** Trabalho pedido **
A. De acordo com o texto de leitura, quantos senadores decidiram afastar Dilma Rousseff da presidência da República em agosto de 2016?
B. Com base no texto de leitura, explique em que consistiu o erro reconhecido na frase "Nós erramos".

** Texto de leitura **
┌──
Em agosto de 1961, Jânio Quadros renunciou à presidência da República na esperança de voltar ao poder nos braços do povo, e de costas para a democracia.
Agora, em agosto de 2016, Dilma Rousseff foi afastada da presidência da República por decisão dos 61 senadores que se prestaram a consumar o golpe que permite ao vice, Michel Temer, assumir usurpadoramente o comando do país.
Não me espanta a decisão do Senado nem as infundadas alegações de que Dilma teria cometido crime de responsabilidade fiscal. O que me surpreende é a apatia de um povo beneficiado pelos 13 anos de governo do PT.
Onde estão os 45 milhões de brasileiros que, graças aos programas sociais, se libertaram da miséria? Onde estão os trabalhadores que, anualmente, tiveram seus salários atualizados acima da inflação? Onde estão os jovens que chegaram ao ensino superior graças ao Enem, ao Fies, ao sistema de cotas?
Fora algumas manifestações pontuais nas grandes cidades do país, não houve reação popular ao golpe parlamentar. Como não houve ao golpe militar dos idos de abril de 1964.
Nós erramos. Não demos consistência política aos programas sociais. Ensinamos a pescar, não a pensar. Os bens materiais que erradicaram a miséria não vieram acompanhados de bens simbólicos que suprimissem a indigência da consciência. A fome de pão foi saciada, não a de beleza.
O PT nasceu com o propósito de "organizar a classe trabalhadora". Chegou ao poder graças aos movimentos sociais. Mas não soube valorizar o que lhe daria sustentabilidade política. Não houve estratégia para desarticular os atuais protagonistas do golpe.
Acreditou nas alianças com os inimigos de classe. Fez demasiadas concessões a quem tinha por objetivo desbancar o PT e retomar o controle da máquina do Estado. Trocou a estratégia por meras conquistas eleitorais. Abriu mão do projeto histórico por meras táticas de acomodação no governo.
└──
Dados coletados
┌──
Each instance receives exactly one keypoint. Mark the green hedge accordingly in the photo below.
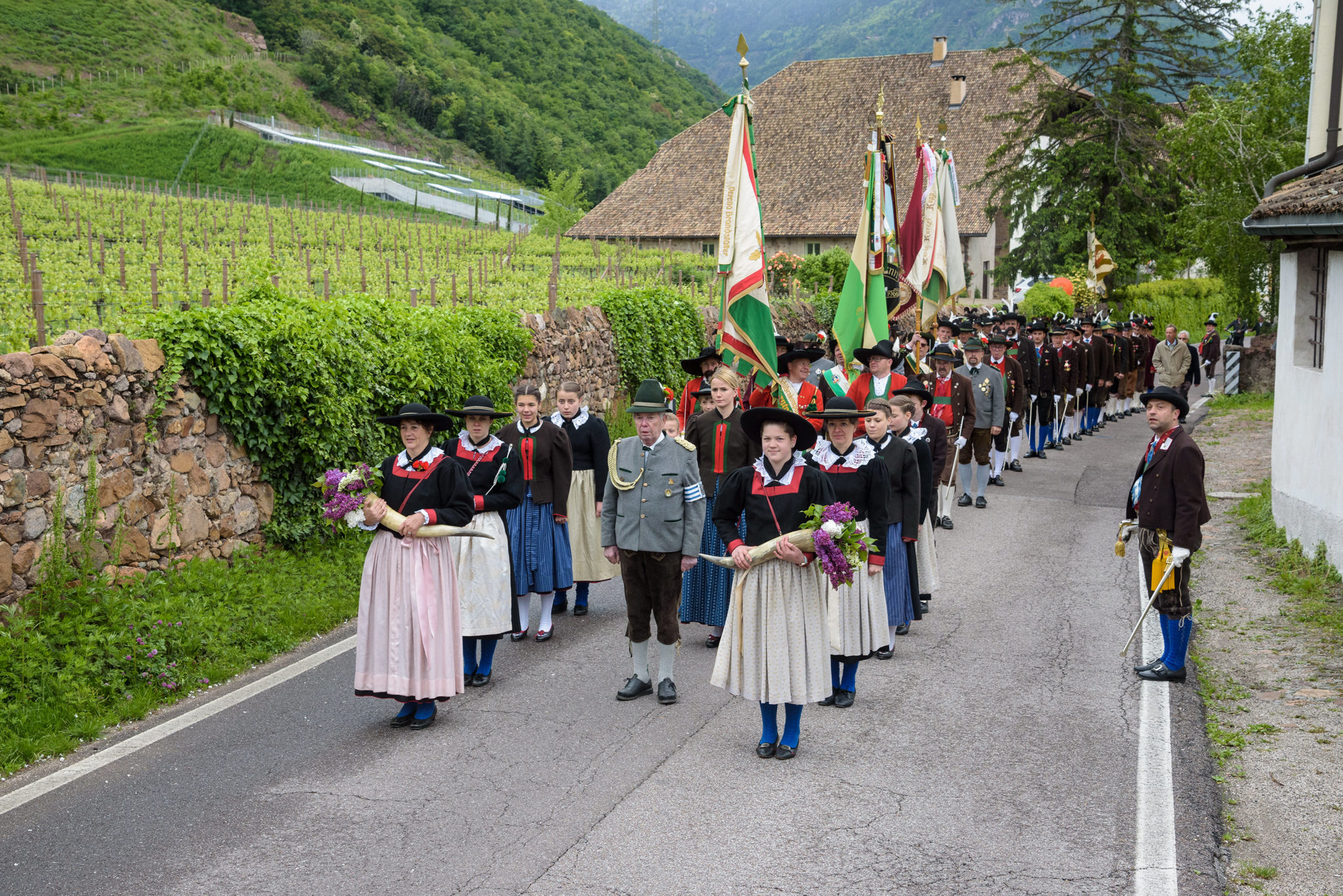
(298, 382)
(1184, 303)
(654, 328)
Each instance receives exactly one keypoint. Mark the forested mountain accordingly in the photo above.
(704, 33)
(532, 85)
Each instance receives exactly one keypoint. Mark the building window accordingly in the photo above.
(1312, 277)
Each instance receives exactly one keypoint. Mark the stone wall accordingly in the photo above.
(90, 395)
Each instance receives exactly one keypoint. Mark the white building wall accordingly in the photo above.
(1308, 421)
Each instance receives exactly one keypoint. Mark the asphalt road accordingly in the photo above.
(995, 754)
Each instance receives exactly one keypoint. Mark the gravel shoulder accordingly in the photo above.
(1272, 690)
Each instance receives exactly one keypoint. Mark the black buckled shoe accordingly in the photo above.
(1158, 672)
(634, 687)
(666, 691)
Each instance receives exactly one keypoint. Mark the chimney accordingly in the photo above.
(958, 90)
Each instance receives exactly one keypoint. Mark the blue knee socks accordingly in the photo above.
(469, 663)
(792, 724)
(487, 664)
(851, 676)
(770, 723)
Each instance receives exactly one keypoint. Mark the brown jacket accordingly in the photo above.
(1173, 492)
(962, 404)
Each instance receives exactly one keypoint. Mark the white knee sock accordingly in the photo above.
(639, 650)
(666, 660)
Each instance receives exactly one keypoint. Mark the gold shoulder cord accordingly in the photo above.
(610, 465)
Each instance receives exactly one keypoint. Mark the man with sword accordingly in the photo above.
(1167, 505)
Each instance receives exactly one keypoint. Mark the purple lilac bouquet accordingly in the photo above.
(840, 546)
(344, 491)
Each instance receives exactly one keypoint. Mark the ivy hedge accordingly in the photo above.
(298, 382)
(654, 328)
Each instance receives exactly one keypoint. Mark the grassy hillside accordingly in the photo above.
(532, 85)
(782, 31)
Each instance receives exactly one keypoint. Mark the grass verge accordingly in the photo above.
(79, 655)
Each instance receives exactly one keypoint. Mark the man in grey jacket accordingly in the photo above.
(1170, 360)
(652, 522)
(986, 385)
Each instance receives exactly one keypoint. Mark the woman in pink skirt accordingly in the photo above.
(410, 629)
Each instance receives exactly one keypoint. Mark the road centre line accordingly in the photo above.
(1154, 841)
(77, 770)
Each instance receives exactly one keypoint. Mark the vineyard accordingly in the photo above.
(87, 250)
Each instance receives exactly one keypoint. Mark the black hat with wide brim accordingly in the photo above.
(885, 348)
(416, 412)
(916, 390)
(480, 406)
(794, 354)
(1166, 394)
(841, 408)
(755, 419)
(694, 366)
(649, 399)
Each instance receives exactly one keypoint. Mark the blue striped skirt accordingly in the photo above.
(707, 589)
(539, 547)
(900, 602)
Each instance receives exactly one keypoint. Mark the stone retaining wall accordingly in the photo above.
(90, 395)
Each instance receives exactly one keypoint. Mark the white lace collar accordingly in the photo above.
(762, 467)
(860, 453)
(579, 419)
(464, 438)
(429, 457)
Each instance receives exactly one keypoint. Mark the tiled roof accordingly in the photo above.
(813, 121)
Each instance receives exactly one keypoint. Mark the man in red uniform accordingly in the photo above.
(879, 381)
(700, 368)
(794, 366)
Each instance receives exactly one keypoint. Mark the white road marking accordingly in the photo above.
(74, 771)
(1154, 853)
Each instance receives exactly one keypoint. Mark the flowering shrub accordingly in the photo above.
(841, 547)
(343, 494)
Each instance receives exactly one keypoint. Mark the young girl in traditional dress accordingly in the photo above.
(539, 537)
(484, 566)
(858, 477)
(409, 621)
(775, 640)
(721, 446)
(590, 444)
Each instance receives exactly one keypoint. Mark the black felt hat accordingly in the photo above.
(885, 348)
(841, 408)
(797, 352)
(693, 366)
(755, 419)
(480, 406)
(415, 412)
(1166, 394)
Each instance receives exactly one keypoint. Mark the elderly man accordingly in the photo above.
(990, 397)
(1170, 360)
(1167, 504)
(652, 522)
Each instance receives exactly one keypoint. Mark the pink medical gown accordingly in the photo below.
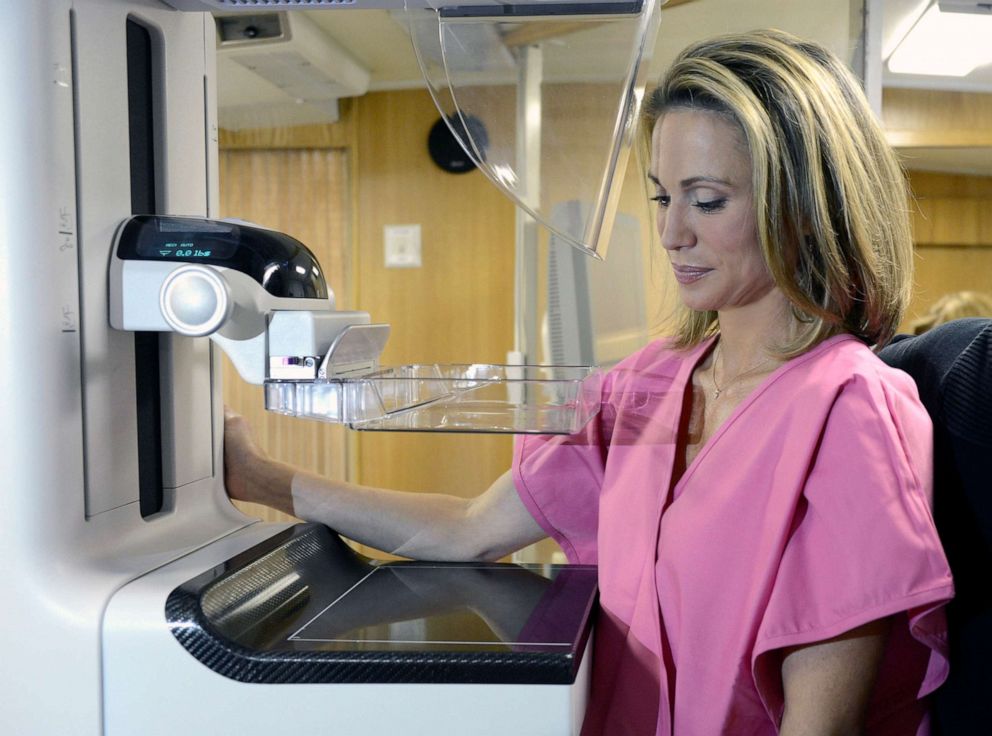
└──
** Resultados esperados **
A. Foram 61 senadores.

B. O erro foi não dar consistência política aos programas sociais: ensinou-se a pescar, não a pensar. Os bens materiais que erradicaram a miséria não vieram acompanhados de bens simbólicos que suprimissem a indigência da consciência.